> [WHAT IS REQUIRED]:
Each entry below should be reproduced character for character.

*** DATASET ENTRIES ***

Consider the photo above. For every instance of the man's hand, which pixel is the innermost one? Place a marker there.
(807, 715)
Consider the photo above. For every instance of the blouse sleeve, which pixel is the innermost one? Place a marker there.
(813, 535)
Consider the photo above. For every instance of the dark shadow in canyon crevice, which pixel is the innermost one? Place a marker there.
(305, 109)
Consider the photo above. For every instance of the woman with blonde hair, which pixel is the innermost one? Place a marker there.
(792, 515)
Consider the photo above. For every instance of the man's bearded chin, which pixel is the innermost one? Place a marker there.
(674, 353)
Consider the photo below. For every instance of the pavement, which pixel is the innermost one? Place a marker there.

***

> [OUTPUT FOR THIS EXERCISE]:
Consider the photo above. For every instance of the man's hand, which pixel is the innermost one? Place a marker there.
(807, 715)
Consider the photo above. For every instance of the blouse sleeve, which pixel is the innermost one? Place a marker there.
(813, 535)
Consider the photo above. For every instance of the dark shadow in canyon crevice, which pixel is the innermost one? Place a marker there.
(305, 109)
Consider the photo above. For every instance of the woman with blonde hair, which pixel is the innermost one? Place a marker there.
(792, 515)
Consider the photo above. For every instance of the man's bearded chin, which pixel is the innermost one? Place a marker there.
(674, 353)
Consider the photo below. For every instance of the pavement, which pixel is the innermost one? Place a marker there.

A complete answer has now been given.